**Set problem**
Determine how many lines in the entries below contain the string "output", and state only that number.

**Data listing**
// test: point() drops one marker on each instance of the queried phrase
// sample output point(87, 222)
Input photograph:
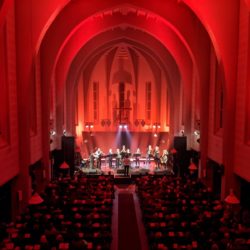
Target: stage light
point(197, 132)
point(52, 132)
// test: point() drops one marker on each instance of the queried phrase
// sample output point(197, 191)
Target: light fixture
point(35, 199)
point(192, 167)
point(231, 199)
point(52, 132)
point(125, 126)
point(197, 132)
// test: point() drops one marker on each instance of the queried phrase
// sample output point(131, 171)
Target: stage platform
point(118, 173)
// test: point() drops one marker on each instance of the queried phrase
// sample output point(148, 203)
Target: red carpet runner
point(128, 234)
...
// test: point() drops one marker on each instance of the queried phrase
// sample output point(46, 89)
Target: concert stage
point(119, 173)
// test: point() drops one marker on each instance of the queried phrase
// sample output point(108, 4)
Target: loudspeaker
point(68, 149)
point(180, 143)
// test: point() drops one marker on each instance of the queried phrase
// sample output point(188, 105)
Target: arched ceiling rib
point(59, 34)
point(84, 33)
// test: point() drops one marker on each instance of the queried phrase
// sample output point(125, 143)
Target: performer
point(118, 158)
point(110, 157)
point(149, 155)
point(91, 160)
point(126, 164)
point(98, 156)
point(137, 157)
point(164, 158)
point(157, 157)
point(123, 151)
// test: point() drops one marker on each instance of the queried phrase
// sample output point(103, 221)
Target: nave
==
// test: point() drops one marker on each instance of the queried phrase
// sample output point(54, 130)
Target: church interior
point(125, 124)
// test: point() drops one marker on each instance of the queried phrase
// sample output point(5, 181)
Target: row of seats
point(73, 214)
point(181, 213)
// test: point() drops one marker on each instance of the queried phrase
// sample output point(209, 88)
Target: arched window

**Full answer**
12